* _EXERCISE AIM_: Reproduce every one of the records below word for word, leaving out the pictures.

— Begin RECORDS TO PROCESS —

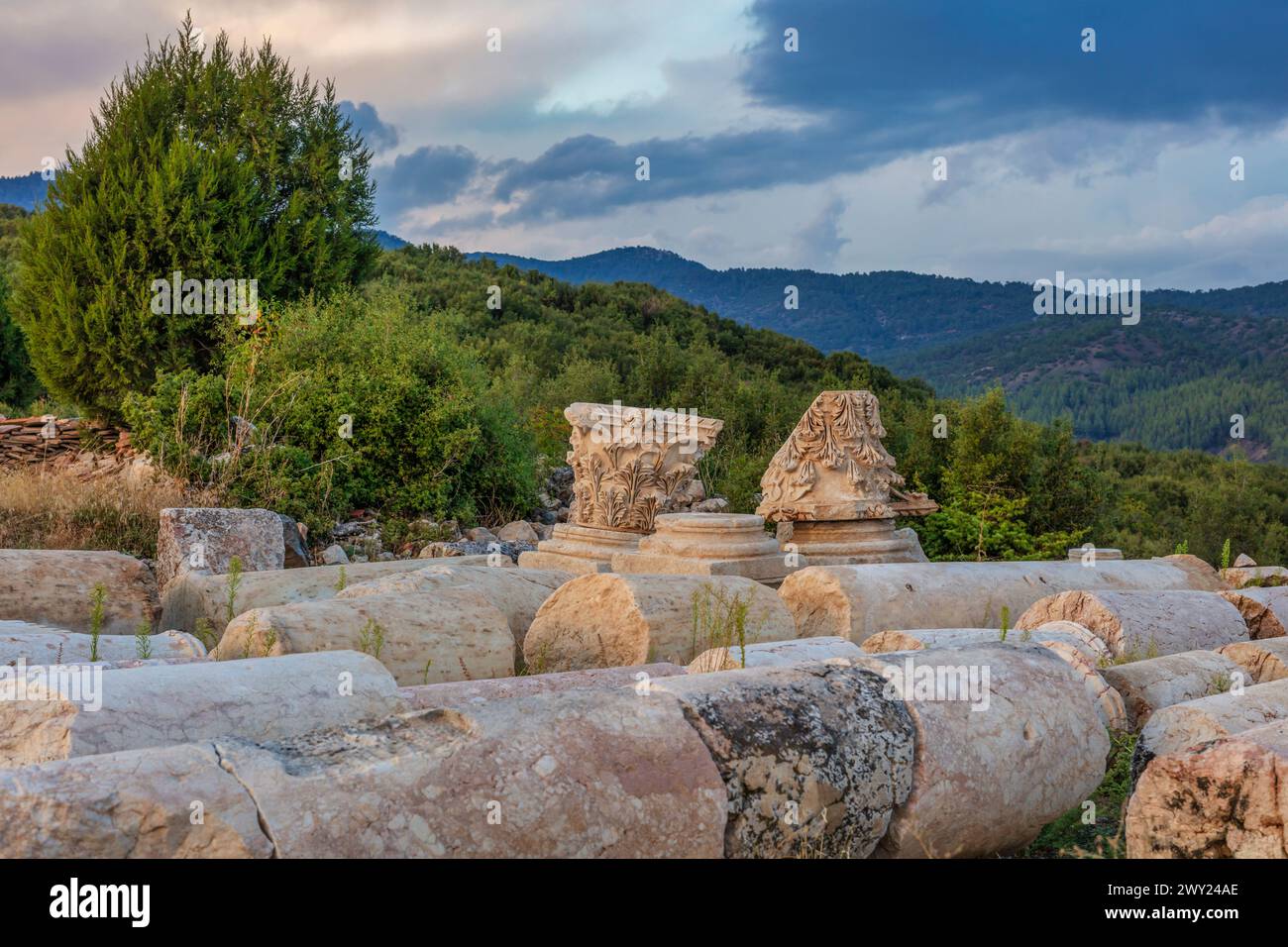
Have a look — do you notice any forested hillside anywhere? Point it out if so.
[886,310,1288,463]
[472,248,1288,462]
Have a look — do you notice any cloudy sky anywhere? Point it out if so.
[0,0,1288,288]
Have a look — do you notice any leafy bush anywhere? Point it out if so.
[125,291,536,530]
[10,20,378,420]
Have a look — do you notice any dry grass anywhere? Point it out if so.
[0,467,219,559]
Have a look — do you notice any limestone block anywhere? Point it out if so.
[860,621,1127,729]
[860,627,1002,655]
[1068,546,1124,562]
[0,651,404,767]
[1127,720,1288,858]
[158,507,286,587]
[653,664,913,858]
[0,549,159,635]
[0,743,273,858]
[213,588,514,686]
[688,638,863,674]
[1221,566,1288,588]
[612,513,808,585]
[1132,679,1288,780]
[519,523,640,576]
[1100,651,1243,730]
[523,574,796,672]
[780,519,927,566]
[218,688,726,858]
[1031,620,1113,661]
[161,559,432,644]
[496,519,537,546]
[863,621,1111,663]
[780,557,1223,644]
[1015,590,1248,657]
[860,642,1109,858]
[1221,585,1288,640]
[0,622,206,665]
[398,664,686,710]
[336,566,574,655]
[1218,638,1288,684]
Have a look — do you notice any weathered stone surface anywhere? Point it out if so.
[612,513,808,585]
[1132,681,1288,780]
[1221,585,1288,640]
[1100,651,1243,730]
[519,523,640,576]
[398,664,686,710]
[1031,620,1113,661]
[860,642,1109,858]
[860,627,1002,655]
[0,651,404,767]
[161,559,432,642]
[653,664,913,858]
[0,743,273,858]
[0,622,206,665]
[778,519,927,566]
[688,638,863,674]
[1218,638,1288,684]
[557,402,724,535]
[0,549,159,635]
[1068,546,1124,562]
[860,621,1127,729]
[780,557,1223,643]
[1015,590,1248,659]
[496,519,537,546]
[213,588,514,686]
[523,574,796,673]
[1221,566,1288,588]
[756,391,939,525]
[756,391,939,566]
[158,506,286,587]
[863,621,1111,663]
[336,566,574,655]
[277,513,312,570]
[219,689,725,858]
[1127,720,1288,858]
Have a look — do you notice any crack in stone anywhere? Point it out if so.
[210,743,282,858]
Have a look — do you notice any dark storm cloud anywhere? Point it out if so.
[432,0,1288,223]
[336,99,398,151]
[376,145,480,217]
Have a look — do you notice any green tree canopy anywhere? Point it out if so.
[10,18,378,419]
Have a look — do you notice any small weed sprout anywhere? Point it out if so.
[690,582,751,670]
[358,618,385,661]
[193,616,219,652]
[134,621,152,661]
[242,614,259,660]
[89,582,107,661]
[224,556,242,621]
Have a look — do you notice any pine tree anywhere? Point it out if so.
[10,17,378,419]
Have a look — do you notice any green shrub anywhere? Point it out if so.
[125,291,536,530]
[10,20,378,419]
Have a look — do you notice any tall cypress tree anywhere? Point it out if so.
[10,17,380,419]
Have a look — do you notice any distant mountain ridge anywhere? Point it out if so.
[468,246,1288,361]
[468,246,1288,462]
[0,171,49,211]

— End RECORDS TO PROCESS —

* _IN RESPONSE_:
Have a look — do you notice any forested hillside anywhere? Point it out if so.
[886,310,1288,463]
[472,248,1288,462]
Have a look — do you notice any cloudy sky anywhere? Point it out if so.
[0,0,1288,288]
Have a look — do you notice any leafy bush anywhere? Point it out if so.
[125,291,536,530]
[10,20,378,420]
Have a look — do you notice any dry grass anywhere? Point it out if so.
[0,467,219,559]
Have a look — do you notice any limestone block anywhere? Point it out if so.
[860,621,1127,729]
[860,627,1002,655]
[1068,546,1124,562]
[0,651,404,767]
[1127,720,1288,858]
[158,507,286,587]
[653,664,913,858]
[0,549,159,635]
[0,743,273,858]
[213,588,514,686]
[688,638,863,674]
[1221,566,1288,588]
[612,513,808,585]
[1132,679,1288,780]
[519,523,640,576]
[1100,651,1243,730]
[523,574,796,672]
[780,519,927,566]
[218,688,726,858]
[1031,620,1113,661]
[161,559,432,644]
[496,519,537,546]
[863,621,1111,663]
[780,557,1223,644]
[1015,590,1248,657]
[860,642,1109,858]
[1221,585,1288,640]
[0,622,206,665]
[398,664,686,710]
[336,566,574,655]
[1218,638,1288,684]
Have a look — do you notice any weathered stone surface anywhere? Point it out if so.
[612,513,808,585]
[1132,681,1288,780]
[1221,585,1288,640]
[1100,651,1243,730]
[519,523,640,576]
[398,664,686,710]
[1031,620,1113,661]
[860,642,1109,858]
[860,627,1002,655]
[0,651,404,767]
[161,559,432,642]
[653,664,913,858]
[0,743,273,858]
[0,622,206,665]
[778,519,927,566]
[688,638,863,674]
[1218,638,1288,684]
[557,402,724,535]
[0,549,159,635]
[1068,546,1124,562]
[860,621,1127,729]
[780,557,1223,643]
[1015,590,1248,659]
[496,519,537,546]
[213,588,514,686]
[523,574,796,673]
[1221,566,1288,588]
[756,391,939,525]
[756,391,939,566]
[158,506,286,587]
[863,621,1111,663]
[336,566,574,655]
[277,513,312,570]
[219,689,725,858]
[1127,720,1288,858]
Have a look — do you notice any crack in stone anywhere? Point it out if so.
[210,743,282,858]
Have a look — do you notice any dark storm cloud anywhere? Point it out if so.
[432,0,1288,223]
[336,99,398,151]
[376,145,480,217]
Have a look — do you notice any green tree canopy anywhere? Point it out if so.
[10,18,378,419]
Have a look — do you notice any small weed sprout anywhere? Point it out if so.
[690,582,751,670]
[358,618,385,661]
[193,616,219,652]
[134,621,152,661]
[242,614,259,660]
[89,582,107,661]
[224,556,242,621]
Have a look — do you notice any pine tree anywhere? Point it out if so.
[10,17,378,419]
Have a look — do you notice any green shrub anywhere? Point it out if so.
[125,291,536,530]
[10,20,378,419]
Have a look — do you notice any tall cypress tree anywhere? Point it out if so.
[10,17,380,419]
Have a look — do you notice any distant mountain ridge anywhere? Point it out if so.
[468,246,1288,361]
[468,246,1288,462]
[0,171,49,211]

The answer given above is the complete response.